Problem details –
Leave out the pictures and reproduce all of the data exactly.

Records for this exercise –
• • • •

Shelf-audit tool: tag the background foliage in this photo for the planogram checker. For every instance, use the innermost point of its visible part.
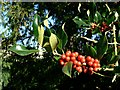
(26, 21)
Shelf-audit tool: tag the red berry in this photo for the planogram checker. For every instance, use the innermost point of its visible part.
(92, 59)
(90, 68)
(96, 61)
(79, 69)
(72, 55)
(61, 62)
(95, 64)
(95, 69)
(82, 60)
(68, 53)
(80, 57)
(67, 59)
(90, 63)
(75, 62)
(63, 56)
(78, 63)
(85, 70)
(98, 65)
(74, 66)
(76, 54)
(88, 58)
(65, 63)
(73, 58)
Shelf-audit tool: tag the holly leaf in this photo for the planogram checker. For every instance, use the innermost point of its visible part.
(67, 69)
(21, 50)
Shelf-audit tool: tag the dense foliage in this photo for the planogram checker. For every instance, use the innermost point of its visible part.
(34, 48)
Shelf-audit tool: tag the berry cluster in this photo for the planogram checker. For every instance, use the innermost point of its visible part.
(104, 26)
(93, 25)
(80, 63)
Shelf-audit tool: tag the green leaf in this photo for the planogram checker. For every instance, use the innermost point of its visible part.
(41, 35)
(114, 59)
(97, 17)
(35, 25)
(46, 21)
(79, 22)
(57, 57)
(62, 37)
(110, 18)
(67, 69)
(89, 50)
(21, 50)
(117, 69)
(53, 41)
(102, 46)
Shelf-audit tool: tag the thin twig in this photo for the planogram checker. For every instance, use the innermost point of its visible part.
(115, 45)
(89, 39)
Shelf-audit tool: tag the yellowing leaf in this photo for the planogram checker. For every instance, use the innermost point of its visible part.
(41, 34)
(53, 41)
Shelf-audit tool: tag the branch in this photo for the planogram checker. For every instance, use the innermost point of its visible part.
(88, 39)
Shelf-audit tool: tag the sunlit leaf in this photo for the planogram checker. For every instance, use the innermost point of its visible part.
(79, 7)
(53, 41)
(21, 50)
(97, 17)
(102, 46)
(41, 35)
(114, 59)
(62, 37)
(79, 22)
(89, 50)
(35, 25)
(117, 69)
(57, 57)
(46, 21)
(67, 69)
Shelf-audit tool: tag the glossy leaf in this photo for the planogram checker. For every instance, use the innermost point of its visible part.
(117, 69)
(97, 17)
(53, 41)
(102, 46)
(114, 59)
(57, 58)
(35, 25)
(79, 21)
(21, 50)
(46, 21)
(62, 37)
(67, 69)
(41, 35)
(110, 18)
(89, 50)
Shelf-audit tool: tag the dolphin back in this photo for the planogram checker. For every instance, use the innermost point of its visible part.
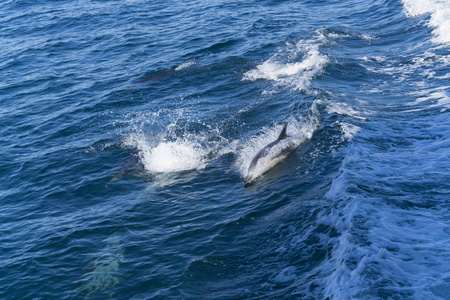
(283, 134)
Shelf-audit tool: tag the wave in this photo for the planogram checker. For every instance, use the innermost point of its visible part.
(440, 16)
(299, 130)
(283, 68)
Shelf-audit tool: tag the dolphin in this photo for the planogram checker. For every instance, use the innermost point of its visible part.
(269, 156)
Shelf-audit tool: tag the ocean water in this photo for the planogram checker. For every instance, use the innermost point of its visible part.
(127, 128)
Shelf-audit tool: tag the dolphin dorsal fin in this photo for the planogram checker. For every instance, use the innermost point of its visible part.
(283, 134)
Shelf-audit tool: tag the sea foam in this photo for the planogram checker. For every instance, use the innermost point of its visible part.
(440, 16)
(283, 69)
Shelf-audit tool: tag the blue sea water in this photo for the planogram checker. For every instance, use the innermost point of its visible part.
(127, 128)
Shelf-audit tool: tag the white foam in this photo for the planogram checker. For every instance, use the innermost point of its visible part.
(282, 69)
(169, 150)
(342, 109)
(286, 275)
(440, 16)
(185, 65)
(349, 130)
(180, 155)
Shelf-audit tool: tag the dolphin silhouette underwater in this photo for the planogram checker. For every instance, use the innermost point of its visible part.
(270, 155)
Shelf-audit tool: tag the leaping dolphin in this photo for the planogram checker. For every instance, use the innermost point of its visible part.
(269, 156)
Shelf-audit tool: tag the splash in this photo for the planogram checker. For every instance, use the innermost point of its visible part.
(440, 16)
(281, 69)
(186, 65)
(299, 132)
(176, 156)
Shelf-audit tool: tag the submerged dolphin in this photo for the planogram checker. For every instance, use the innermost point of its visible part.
(269, 156)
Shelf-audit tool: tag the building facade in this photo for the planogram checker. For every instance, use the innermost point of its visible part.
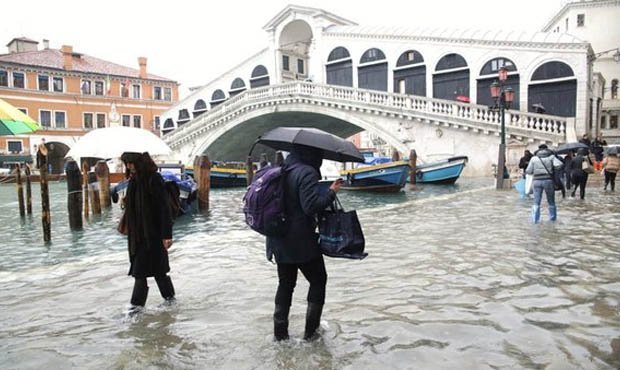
(596, 21)
(71, 93)
(546, 69)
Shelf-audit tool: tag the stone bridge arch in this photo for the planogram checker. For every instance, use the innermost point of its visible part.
(233, 140)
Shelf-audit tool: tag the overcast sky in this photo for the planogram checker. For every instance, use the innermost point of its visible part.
(193, 42)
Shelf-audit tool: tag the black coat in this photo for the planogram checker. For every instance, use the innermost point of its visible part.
(149, 222)
(303, 202)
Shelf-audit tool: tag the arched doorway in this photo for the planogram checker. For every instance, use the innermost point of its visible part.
(372, 71)
(294, 45)
(554, 87)
(237, 87)
(260, 77)
(451, 78)
(488, 74)
(410, 74)
(339, 68)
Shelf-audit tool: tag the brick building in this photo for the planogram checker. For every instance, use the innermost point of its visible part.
(70, 93)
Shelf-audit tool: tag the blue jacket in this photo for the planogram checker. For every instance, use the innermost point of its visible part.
(304, 201)
(543, 164)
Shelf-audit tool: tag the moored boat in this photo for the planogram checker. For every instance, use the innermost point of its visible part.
(445, 171)
(382, 177)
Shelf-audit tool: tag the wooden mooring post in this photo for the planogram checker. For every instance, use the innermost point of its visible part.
(74, 195)
(28, 190)
(413, 169)
(202, 173)
(103, 178)
(46, 217)
(85, 169)
(20, 190)
(93, 193)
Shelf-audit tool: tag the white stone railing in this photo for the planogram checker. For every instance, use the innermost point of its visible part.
(523, 124)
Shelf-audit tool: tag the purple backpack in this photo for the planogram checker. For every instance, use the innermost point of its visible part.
(263, 203)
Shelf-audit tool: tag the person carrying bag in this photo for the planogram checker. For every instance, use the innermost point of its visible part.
(340, 233)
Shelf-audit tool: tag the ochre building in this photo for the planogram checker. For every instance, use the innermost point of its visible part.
(70, 93)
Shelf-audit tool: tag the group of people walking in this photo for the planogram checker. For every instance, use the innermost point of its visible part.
(552, 173)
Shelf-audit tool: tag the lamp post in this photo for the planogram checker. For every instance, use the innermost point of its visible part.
(502, 99)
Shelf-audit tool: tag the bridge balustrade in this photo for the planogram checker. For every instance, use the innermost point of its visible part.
(536, 126)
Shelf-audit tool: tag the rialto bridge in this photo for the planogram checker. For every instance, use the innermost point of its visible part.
(415, 89)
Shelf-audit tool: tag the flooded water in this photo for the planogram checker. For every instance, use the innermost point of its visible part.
(457, 277)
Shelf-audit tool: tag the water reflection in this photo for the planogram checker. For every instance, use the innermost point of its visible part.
(457, 277)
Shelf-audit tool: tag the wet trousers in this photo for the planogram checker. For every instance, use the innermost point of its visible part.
(141, 289)
(314, 271)
(610, 179)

• • • •

Correct result –
Shelf-audit tool: tag the background foliage in this photo for the planogram checker. For every instance, use the innermost point of its visible part.
(26, 21)
Shelf-audit tool: tag the red berry in this photo for the planogram checker. For every instance, use the innermost point of its visible part.
(92, 59)
(90, 68)
(96, 61)
(79, 69)
(72, 55)
(61, 62)
(95, 64)
(95, 69)
(82, 60)
(68, 53)
(80, 57)
(67, 59)
(90, 63)
(75, 62)
(63, 56)
(78, 63)
(85, 70)
(98, 65)
(74, 66)
(76, 54)
(88, 58)
(65, 63)
(73, 58)
Shelf-audit tool: tag the holly leaf in this photo for the planogram checker. For every instance, use the innermost point of its visible part.
(67, 69)
(21, 50)
Shelf-audit tool: tag the dense foliage in this photo for the planogram checker. For every instance, use the innermost point of its visible part.
(34, 48)
Shelf-audit tool: tag the berry cluster in this photo for the planogram checker. For every instance, use the innermost point of its visible part.
(104, 26)
(93, 25)
(80, 63)
Shelf-audit tool: tag the green leaf in this photo for the planogram checker. For every instance, use the innermost point of its visible part.
(41, 35)
(114, 59)
(97, 17)
(35, 25)
(46, 21)
(79, 22)
(57, 57)
(62, 37)
(110, 18)
(67, 69)
(89, 50)
(21, 50)
(117, 69)
(53, 41)
(102, 46)
Shelf-audit tool: tag the thin twig in this photo for the planogram checker. For every instance, use the innermost point of its visible part.
(115, 45)
(89, 39)
Shelf-audit tool: tag the yellowing leaf in this photo for the planogram checker. For every instance, use the innermost point of its visible part.
(41, 34)
(53, 41)
Shelf-audit tool: tag the branch in this photo for the planogram checker. For every instance, use the innermost point of its visible part.
(88, 39)
Shelf-audit tool: tag the sunlit leaf in this photo for the planogram checker. For every instance, use the innermost point of its visible part.
(79, 7)
(53, 41)
(21, 50)
(97, 17)
(102, 46)
(41, 35)
(114, 59)
(62, 37)
(79, 22)
(89, 50)
(35, 25)
(117, 69)
(57, 57)
(46, 21)
(67, 69)
Shelf-audit tool: tag the glossy leaf in this photo for the planogram checker. For every instance, use the innermost point of its visible part.
(117, 69)
(97, 17)
(53, 41)
(102, 46)
(114, 59)
(57, 58)
(35, 25)
(79, 21)
(21, 50)
(46, 21)
(62, 37)
(67, 69)
(41, 35)
(110, 18)
(89, 50)
Shelf-audit tool: tag the dolphin back in this photo for the planogram checker. For every instance, use the innermost point of its visible part.
(283, 134)
Shelf-audit tool: tag the wave in this photo for the planogram checker. For every instance, use the innermost point of its visible part.
(440, 16)
(299, 130)
(283, 68)
Shelf-audit tool: tag the dolphin in this photo for the planogram checker. For every instance, use the innermost point of its visible part.
(269, 156)
Shelf-audit tool: tag the ocean water in this photo for the planogram checker. For every instance, use the innermost point of its visible part.
(127, 128)
Shelf-audit tool: tag the dolphin dorsal fin in this photo for the planogram checker. For every instance, use the innermost point of its visible part.
(283, 134)
Shelf-audit tool: tag the sea foam in this photo for the planogram checker. For every instance, use the innermost point of its visible part.
(440, 16)
(283, 69)
Shelf-audit tool: tag the blue sea water in this photo for the planogram checker. For every instance, use the innermost point of its visible part.
(127, 128)
Shelf-audit tool: tag the white foam in this photo for the planogram checker. For every instance, use the innermost point of its visible part.
(282, 69)
(169, 150)
(342, 109)
(286, 275)
(440, 16)
(185, 65)
(349, 130)
(180, 155)
Shelf-audit tool: tag the dolphin silhouette underwater in this photo for the planogram checker. For every instance, use the innermost point of its visible part.
(270, 155)
Shelf-audit tool: tag the leaping dolphin in this photo for the planogram checker. For every instance, use the innermost point of its visible part.
(269, 156)
Shelf-audit tool: tag the splash in this photo for the planogram checker. For every instance, use the innermost point of its visible part.
(440, 16)
(281, 69)
(186, 65)
(299, 132)
(176, 156)
Shelf-audit tool: tag the submerged dolphin in this photo for the planogram checker. For every instance, use the innermost point of its visible part.
(269, 156)
Shelf-audit tool: tag the building facade in this photo for the planogram checker. For every instance, use the innermost point of its visible part.
(596, 21)
(71, 93)
(546, 69)
Shelf-audit tool: tag the stone bridge arch in this photo for the planogram checker. For every instance, use the innermost point of its visible part.
(233, 140)
Shelf-audit tool: tag the overcast sky in this photo for the planogram checker. For every instance, use the innermost point of its visible part.
(193, 42)
Shelf-audit tool: tag the black coat in this photo for the planogram checker. For every instance, use the innermost point of its visible part.
(149, 222)
(303, 202)
Shelf-audit tool: tag the arched doorway in this photo for the planogram checker. For every instance, use the innermost point of its visible part.
(372, 71)
(294, 45)
(554, 87)
(237, 87)
(260, 77)
(451, 78)
(488, 74)
(410, 74)
(339, 68)
Shelf-audit tool: tag the brick building in this photo for the planogram checker. For every instance, use the innermost point of its visible part.
(70, 93)
Shelf-audit tool: tag the blue jacket in this photo for the planogram checker. For every instance, use the innermost point of its visible part.
(304, 201)
(543, 164)
Shelf-audit tool: tag the moored boat in this photo for the planogram checker. For every instance, use the innermost point of its visible part.
(445, 171)
(382, 177)
Shelf-audit tool: tag the wooden mooring post in this photo for the planogram checker. For every instance, use the innermost point of its visible part.
(74, 195)
(28, 190)
(413, 169)
(202, 173)
(103, 178)
(46, 217)
(85, 169)
(20, 190)
(93, 193)
Shelf-audit tool: tag the white stone railing in this photo for the planogram checker. For every instance, use the innermost point of its visible part.
(523, 124)
Shelf-audit tool: tag the purple backpack in this photo for the planogram checker. For every instance, use the innermost point of its visible part.
(263, 203)
Shelf-audit tool: tag the person carrying bag in this photo for the planogram checker. For every instance, use the innermost point of its visible part.
(340, 233)
Shelf-audit tool: tag the ochre building in this photo for the planogram checker. For every instance, use the innermost point of its visible part.
(70, 93)
Shelf-audit tool: tag the group of people walking in this photo for the planogram checker. For every instance, use the innermost point of its visible part.
(552, 173)
Shelf-audit tool: tag the lamp post in this photo for the planogram checker. For every instance, use the innermost point of its visible part.
(502, 99)
Shelf-audit tool: tag the bridge balustrade in this photo for the planogram checker. For every instance, use the innermost point of its visible part.
(536, 126)
Shelf-audit tool: tag the rialto bridge in this photo for the planogram checker. For every instance, use the innermost point of its visible part.
(415, 89)
Shelf-audit tool: tag the flooded water in this photo for the planogram checker. For every instance, use the innermost point of its visible part.
(457, 277)
Shelf-audit tool: tag the water reflection in this photo for the planogram checker. For every instance, use the innermost point of its visible part.
(457, 277)
Shelf-audit tool: tag the wet trousers in this photo for the planogram checker. For every instance, use the innermost point of its visible part.
(141, 289)
(314, 271)
(610, 179)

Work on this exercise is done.